[Stored items]
»»
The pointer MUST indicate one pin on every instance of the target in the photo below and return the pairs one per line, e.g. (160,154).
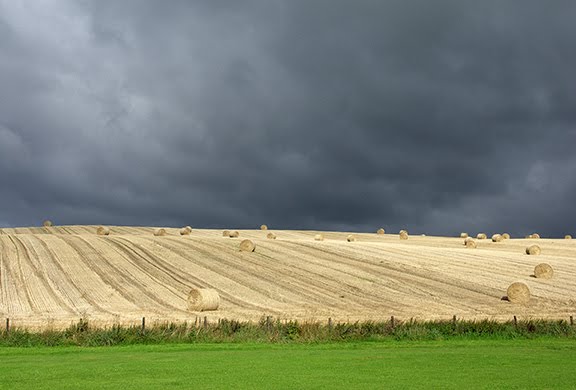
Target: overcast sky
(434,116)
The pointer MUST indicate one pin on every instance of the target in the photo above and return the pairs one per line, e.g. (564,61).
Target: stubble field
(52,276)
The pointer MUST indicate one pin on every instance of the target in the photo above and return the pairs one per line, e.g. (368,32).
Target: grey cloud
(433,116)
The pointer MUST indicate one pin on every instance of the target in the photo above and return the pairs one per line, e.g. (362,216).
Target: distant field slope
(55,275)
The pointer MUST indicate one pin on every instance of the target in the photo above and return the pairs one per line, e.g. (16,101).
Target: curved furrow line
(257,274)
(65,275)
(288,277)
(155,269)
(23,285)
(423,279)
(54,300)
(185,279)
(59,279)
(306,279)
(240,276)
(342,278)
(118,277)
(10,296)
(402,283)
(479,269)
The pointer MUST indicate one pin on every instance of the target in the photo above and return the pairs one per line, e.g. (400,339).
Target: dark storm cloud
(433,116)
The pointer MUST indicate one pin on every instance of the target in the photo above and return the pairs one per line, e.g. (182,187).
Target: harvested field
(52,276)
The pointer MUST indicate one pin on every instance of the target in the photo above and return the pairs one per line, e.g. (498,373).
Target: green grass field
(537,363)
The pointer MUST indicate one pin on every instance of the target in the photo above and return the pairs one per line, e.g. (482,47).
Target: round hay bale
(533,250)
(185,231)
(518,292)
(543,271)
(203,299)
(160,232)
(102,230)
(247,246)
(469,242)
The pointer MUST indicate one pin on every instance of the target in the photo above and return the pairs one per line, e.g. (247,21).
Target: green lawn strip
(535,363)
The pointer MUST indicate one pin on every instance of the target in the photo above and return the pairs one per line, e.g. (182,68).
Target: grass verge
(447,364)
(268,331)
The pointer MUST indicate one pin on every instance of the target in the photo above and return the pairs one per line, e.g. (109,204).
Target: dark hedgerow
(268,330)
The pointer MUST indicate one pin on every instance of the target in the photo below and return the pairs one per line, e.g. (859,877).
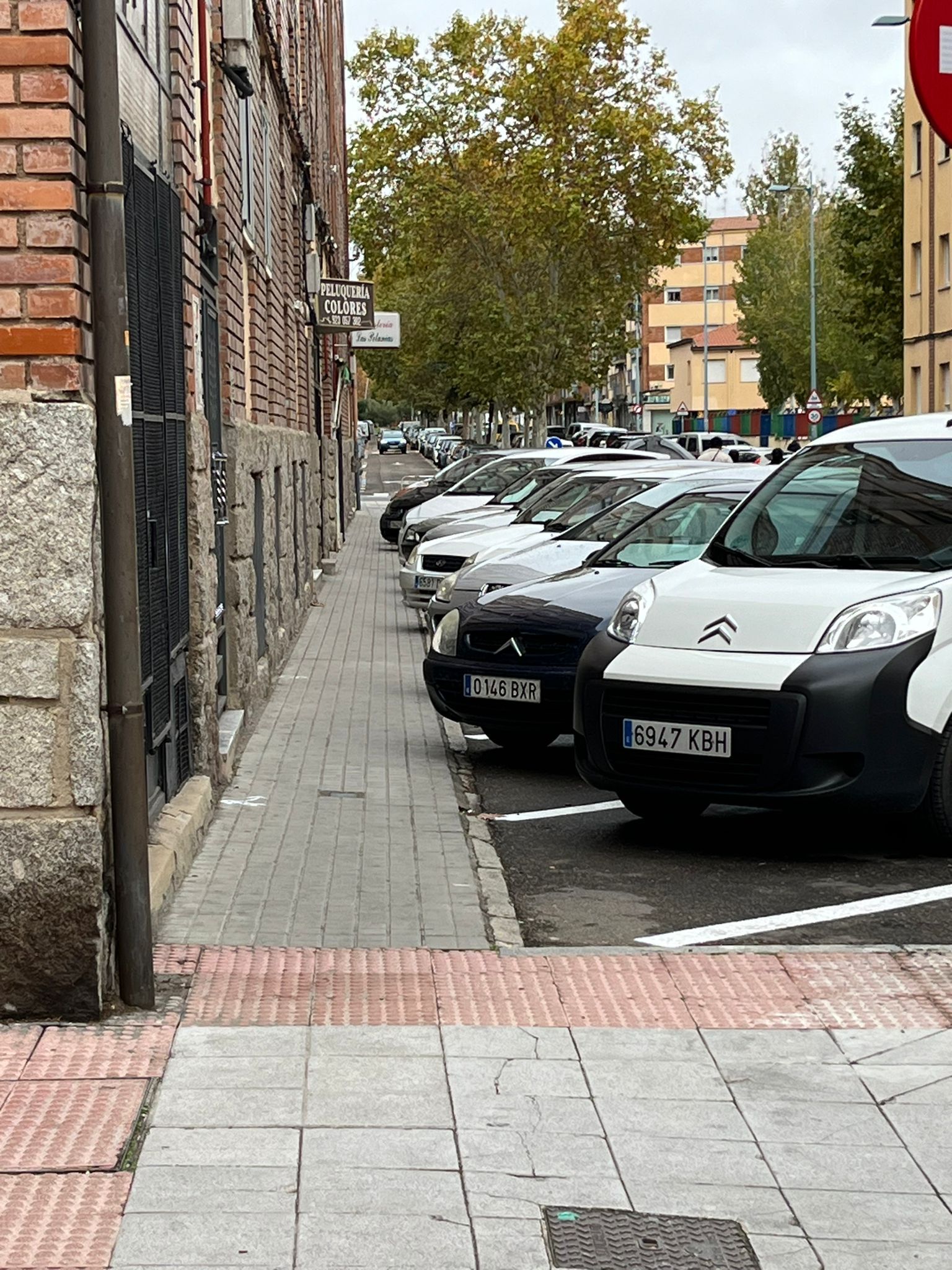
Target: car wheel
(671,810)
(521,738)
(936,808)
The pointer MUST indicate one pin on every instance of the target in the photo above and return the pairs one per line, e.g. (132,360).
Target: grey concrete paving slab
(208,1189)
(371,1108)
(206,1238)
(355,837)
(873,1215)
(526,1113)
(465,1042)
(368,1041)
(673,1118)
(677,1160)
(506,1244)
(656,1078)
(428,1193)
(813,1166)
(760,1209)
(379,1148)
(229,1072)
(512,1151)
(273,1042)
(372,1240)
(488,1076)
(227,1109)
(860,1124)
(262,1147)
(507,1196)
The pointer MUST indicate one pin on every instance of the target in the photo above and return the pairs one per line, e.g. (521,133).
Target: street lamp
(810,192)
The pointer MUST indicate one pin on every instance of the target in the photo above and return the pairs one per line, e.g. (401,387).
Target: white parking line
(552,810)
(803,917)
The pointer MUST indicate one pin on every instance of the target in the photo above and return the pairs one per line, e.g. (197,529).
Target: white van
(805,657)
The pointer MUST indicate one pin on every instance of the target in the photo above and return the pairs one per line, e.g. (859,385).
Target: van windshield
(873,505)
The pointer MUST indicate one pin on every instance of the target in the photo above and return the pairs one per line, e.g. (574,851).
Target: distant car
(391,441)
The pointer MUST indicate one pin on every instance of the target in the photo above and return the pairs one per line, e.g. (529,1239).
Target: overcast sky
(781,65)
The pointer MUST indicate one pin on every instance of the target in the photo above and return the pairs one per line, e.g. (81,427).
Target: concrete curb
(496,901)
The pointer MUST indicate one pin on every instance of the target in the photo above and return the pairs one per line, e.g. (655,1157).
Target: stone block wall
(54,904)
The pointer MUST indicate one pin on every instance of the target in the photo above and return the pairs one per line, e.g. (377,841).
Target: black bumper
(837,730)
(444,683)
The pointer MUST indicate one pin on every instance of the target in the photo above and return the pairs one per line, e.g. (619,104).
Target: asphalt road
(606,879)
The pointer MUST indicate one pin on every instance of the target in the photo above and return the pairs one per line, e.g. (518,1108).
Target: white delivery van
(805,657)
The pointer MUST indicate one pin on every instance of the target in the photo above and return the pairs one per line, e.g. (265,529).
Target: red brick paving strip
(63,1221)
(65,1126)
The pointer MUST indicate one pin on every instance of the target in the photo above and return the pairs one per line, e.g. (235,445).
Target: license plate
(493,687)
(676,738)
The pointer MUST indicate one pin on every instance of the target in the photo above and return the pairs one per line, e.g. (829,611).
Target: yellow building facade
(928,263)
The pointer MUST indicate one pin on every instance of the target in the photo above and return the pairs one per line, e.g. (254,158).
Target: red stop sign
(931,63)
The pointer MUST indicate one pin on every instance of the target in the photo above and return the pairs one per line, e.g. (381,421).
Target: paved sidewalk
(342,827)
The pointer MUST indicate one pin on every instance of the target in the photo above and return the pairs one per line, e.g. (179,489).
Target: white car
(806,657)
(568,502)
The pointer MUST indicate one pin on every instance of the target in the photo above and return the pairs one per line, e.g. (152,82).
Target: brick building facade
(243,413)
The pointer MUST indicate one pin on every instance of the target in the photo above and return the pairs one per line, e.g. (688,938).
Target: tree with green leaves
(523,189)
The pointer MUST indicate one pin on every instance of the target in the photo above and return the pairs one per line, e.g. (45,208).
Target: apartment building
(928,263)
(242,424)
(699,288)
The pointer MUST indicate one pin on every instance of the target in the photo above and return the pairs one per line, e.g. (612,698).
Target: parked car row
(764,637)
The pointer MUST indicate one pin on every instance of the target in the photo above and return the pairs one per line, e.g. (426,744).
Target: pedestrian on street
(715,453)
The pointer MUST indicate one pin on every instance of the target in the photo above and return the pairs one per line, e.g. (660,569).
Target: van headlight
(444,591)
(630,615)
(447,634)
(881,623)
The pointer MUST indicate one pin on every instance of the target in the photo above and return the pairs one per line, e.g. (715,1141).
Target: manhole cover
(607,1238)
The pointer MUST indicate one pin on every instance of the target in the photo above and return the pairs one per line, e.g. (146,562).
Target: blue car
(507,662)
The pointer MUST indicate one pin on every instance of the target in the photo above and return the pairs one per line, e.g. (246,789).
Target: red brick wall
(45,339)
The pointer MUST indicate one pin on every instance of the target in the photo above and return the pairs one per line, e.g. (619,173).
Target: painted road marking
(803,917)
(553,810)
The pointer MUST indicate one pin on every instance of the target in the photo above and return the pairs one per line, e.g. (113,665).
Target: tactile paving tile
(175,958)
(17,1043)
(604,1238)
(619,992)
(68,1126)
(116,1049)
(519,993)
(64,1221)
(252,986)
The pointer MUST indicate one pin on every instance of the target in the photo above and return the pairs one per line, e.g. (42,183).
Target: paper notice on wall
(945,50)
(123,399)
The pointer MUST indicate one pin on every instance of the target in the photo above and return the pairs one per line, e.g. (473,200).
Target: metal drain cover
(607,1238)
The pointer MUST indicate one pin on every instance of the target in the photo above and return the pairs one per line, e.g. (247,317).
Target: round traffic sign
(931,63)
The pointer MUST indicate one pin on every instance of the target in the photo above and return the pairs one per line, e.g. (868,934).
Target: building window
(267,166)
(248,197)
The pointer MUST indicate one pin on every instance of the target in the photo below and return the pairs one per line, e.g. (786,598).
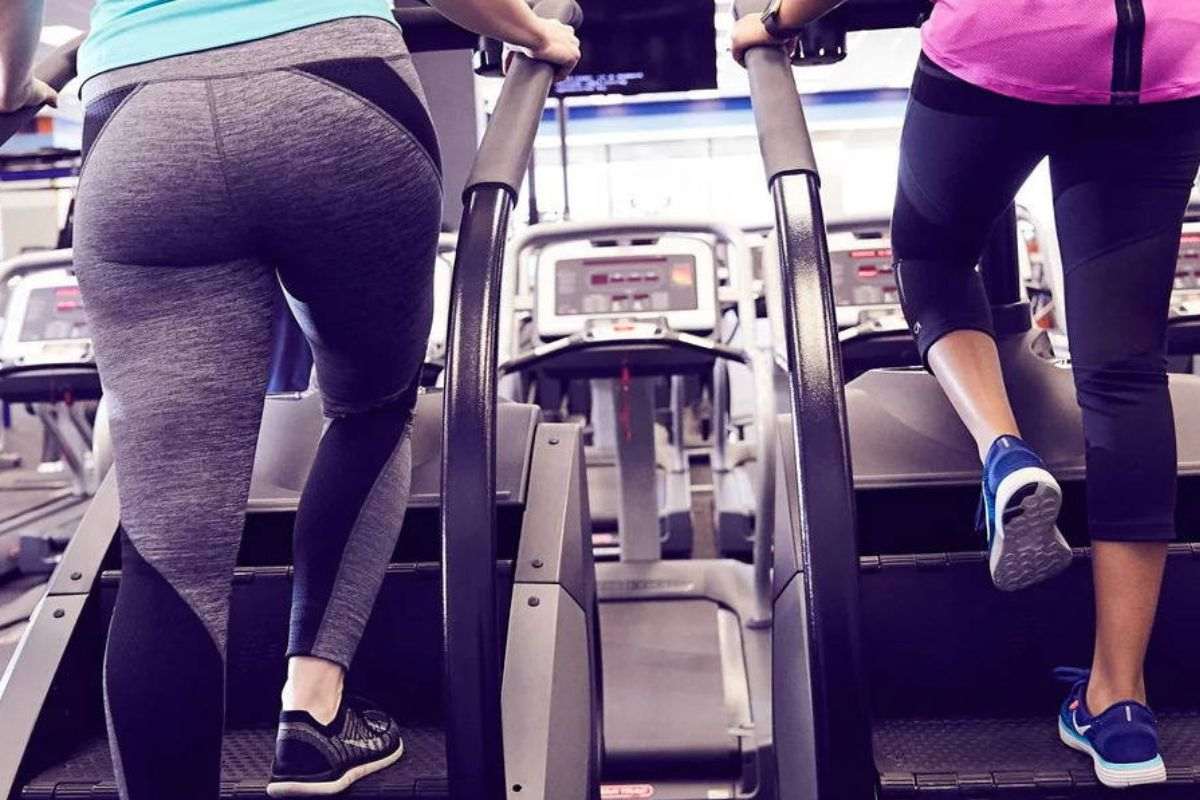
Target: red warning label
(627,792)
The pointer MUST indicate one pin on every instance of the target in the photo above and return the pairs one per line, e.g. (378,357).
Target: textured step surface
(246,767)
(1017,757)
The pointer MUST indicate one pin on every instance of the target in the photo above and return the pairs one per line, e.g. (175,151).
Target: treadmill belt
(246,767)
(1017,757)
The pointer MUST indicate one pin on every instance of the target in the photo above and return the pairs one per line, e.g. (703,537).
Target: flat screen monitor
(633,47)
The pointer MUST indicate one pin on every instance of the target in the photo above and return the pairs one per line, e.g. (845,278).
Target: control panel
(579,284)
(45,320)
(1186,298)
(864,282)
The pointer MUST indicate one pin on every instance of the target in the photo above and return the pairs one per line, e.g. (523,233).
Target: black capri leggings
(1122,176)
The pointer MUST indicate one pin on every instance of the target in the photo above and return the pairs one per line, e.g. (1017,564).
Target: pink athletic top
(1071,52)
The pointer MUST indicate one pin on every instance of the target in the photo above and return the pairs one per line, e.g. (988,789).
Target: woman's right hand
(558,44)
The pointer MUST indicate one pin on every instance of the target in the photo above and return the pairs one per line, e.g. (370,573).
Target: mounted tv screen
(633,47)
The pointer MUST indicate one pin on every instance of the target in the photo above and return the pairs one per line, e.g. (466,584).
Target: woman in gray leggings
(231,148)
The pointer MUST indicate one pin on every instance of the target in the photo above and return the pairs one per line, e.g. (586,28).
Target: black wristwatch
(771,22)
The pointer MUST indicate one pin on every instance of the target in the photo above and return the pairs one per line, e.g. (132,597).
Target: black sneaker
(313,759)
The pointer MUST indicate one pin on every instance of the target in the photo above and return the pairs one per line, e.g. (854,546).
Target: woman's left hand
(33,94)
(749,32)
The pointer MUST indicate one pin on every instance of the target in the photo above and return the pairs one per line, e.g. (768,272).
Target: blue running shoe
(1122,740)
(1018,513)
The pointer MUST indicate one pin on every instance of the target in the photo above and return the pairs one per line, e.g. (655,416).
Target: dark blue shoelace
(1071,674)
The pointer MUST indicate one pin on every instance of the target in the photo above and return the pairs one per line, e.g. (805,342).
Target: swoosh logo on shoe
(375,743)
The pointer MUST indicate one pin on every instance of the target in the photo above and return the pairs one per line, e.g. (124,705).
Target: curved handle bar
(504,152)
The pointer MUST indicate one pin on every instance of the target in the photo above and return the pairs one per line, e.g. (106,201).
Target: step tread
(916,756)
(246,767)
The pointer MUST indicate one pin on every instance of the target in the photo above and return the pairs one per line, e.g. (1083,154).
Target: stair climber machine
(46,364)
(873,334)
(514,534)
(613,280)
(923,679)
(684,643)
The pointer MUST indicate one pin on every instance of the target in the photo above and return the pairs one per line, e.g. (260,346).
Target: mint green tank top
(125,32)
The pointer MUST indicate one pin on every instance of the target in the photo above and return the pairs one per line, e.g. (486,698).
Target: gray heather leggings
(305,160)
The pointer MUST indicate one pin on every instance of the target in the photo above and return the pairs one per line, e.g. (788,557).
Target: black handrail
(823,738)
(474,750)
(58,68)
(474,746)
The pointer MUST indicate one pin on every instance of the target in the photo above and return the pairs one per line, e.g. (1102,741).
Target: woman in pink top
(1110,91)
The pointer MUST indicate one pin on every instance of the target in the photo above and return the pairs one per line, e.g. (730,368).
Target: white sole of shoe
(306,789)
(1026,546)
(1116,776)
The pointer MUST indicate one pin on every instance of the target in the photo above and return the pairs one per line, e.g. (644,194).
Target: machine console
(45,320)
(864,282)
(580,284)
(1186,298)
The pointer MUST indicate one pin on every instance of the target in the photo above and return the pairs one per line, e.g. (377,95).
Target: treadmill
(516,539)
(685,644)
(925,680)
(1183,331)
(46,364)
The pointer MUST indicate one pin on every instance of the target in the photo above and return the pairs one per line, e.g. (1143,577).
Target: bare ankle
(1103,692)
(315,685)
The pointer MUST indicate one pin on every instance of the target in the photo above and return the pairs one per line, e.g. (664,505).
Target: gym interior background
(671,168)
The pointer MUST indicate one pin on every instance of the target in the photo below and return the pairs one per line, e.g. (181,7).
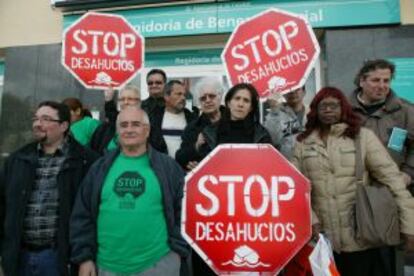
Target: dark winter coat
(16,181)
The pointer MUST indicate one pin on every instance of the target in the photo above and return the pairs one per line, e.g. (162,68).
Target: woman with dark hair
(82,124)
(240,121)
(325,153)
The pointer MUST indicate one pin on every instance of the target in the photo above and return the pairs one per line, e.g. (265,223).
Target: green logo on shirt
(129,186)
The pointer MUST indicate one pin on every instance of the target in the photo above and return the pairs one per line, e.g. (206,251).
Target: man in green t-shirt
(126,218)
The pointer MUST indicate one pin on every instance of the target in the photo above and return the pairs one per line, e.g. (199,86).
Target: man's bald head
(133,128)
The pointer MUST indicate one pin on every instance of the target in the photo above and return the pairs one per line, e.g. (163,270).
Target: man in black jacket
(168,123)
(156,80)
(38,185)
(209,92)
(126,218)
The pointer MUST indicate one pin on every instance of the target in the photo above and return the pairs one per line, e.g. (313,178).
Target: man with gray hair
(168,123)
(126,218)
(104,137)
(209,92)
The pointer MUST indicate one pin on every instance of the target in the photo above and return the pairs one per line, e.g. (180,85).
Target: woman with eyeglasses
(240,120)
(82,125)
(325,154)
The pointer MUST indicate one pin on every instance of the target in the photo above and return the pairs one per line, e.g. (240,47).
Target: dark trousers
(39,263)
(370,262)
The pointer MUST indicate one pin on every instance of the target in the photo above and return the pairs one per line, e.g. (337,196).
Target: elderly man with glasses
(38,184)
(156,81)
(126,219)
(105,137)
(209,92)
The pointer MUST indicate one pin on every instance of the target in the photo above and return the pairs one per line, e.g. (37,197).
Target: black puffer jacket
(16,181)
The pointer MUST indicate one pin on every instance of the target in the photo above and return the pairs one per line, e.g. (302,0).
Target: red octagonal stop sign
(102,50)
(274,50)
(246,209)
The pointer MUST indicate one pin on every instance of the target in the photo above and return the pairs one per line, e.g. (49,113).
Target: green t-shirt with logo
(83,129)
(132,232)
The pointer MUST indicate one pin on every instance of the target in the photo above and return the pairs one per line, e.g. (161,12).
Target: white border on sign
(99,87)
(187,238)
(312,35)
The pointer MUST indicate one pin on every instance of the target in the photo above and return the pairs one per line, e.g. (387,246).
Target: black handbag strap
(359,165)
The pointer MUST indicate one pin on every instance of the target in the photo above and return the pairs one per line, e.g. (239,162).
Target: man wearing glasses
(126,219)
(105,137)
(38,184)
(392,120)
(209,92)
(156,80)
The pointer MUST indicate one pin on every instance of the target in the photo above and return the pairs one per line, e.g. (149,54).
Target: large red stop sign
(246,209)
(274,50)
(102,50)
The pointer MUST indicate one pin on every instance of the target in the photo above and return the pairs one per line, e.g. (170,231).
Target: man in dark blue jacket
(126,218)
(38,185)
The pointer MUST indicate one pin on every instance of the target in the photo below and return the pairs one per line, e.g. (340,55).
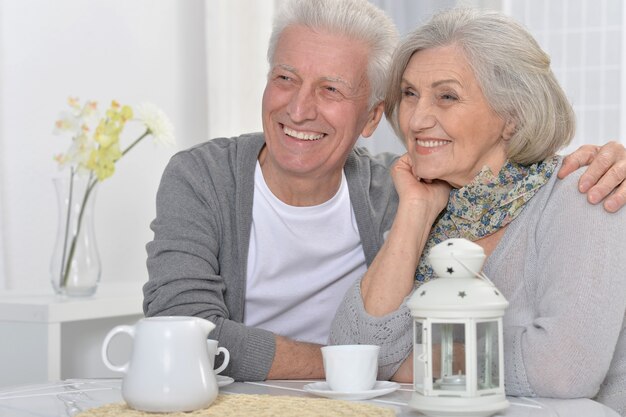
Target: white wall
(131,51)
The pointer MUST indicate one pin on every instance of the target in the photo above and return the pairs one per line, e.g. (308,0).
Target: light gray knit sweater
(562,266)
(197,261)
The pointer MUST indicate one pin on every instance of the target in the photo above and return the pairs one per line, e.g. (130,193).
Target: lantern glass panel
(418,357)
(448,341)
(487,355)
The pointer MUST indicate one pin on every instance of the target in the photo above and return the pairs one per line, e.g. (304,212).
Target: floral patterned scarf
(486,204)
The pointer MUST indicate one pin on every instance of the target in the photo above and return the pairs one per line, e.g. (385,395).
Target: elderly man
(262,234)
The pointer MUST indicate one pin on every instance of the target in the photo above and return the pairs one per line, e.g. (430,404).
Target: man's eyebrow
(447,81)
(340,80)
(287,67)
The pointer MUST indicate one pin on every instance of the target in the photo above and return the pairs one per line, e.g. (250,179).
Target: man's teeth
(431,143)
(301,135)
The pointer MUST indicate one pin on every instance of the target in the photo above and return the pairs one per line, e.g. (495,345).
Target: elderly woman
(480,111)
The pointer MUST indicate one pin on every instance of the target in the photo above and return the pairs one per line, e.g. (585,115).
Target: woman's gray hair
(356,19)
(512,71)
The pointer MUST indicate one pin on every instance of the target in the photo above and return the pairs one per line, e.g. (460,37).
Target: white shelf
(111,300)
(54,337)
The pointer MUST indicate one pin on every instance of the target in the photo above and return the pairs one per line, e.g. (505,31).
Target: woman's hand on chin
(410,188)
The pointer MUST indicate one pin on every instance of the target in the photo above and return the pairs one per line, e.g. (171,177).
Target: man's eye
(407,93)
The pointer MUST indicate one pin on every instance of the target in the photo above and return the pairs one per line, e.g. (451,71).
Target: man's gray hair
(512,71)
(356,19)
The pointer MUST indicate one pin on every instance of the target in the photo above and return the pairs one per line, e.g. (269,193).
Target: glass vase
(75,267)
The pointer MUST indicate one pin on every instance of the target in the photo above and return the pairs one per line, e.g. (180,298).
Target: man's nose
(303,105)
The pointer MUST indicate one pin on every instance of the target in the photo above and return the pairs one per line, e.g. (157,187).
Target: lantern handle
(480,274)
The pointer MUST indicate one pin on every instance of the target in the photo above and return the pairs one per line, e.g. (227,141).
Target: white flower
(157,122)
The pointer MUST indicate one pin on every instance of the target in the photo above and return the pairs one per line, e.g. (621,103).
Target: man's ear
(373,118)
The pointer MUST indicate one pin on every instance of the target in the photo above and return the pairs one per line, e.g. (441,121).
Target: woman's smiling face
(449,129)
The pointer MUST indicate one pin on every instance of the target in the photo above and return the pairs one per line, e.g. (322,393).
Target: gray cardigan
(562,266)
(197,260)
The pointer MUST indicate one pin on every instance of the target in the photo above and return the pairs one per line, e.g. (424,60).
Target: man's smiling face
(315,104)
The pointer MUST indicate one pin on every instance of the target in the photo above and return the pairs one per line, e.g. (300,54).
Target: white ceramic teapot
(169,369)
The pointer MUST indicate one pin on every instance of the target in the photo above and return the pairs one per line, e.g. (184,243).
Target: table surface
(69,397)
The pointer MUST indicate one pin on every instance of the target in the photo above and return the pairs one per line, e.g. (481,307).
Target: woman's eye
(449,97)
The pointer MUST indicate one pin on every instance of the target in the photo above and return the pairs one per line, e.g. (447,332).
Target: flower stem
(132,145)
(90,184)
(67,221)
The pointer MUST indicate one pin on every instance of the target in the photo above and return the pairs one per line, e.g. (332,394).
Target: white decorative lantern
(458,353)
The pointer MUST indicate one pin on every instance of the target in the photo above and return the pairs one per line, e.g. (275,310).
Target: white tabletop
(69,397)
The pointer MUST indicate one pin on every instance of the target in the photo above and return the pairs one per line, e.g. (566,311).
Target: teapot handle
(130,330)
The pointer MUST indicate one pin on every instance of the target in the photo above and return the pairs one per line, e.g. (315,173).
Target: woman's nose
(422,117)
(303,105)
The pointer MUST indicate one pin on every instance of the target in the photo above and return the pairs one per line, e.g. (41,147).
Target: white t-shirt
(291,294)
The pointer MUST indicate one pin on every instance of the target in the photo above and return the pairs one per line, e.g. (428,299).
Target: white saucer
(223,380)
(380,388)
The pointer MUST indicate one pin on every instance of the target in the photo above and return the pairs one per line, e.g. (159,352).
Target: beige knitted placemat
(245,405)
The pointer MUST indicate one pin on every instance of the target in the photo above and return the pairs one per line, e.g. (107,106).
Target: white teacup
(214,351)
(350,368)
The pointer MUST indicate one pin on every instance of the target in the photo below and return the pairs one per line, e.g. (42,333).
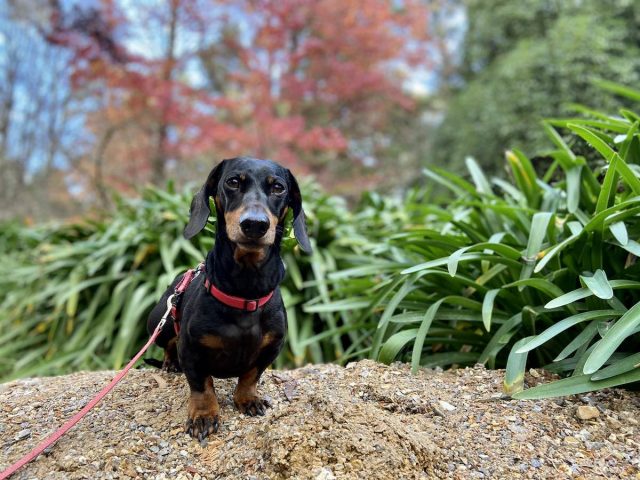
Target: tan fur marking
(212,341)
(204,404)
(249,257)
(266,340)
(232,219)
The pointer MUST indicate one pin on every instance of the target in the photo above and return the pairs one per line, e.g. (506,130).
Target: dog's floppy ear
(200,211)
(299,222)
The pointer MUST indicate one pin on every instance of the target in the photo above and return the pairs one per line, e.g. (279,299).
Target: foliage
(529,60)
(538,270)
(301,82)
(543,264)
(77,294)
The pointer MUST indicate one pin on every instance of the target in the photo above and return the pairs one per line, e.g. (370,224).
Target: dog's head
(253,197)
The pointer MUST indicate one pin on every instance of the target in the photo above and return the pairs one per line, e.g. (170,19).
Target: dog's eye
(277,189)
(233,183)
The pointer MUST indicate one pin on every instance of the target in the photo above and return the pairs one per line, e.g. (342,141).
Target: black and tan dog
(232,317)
««
## Your instructions
Find every line in the records that contains the word "below"; copy those lines.

## Solution for this task
The pointer MUST indicate one pin on every instance of the target in the photo below and return the pairs one per line, e.g. (160,154).
The pointer MUST indicate one pin on every instance of the target in the photo below and return the pairs one per line, e.g. (859,877).
The pointer MUST indicate one pin on every instance of the target in the photo below and return the pairs one per line, e.g. (786,598).
The pointer MUST indicate one pin on every instance of the target in the photo below and return the pairs one per line, e.g. (181,7).
The pointer MUST indicate one pin on every instance of the target in the photo below and return the pairs one per line, e.g. (340,55).
The pointer MUST indicate one pin on every instance of the target in the photo below and return the pairs one per line, e.g. (42,333).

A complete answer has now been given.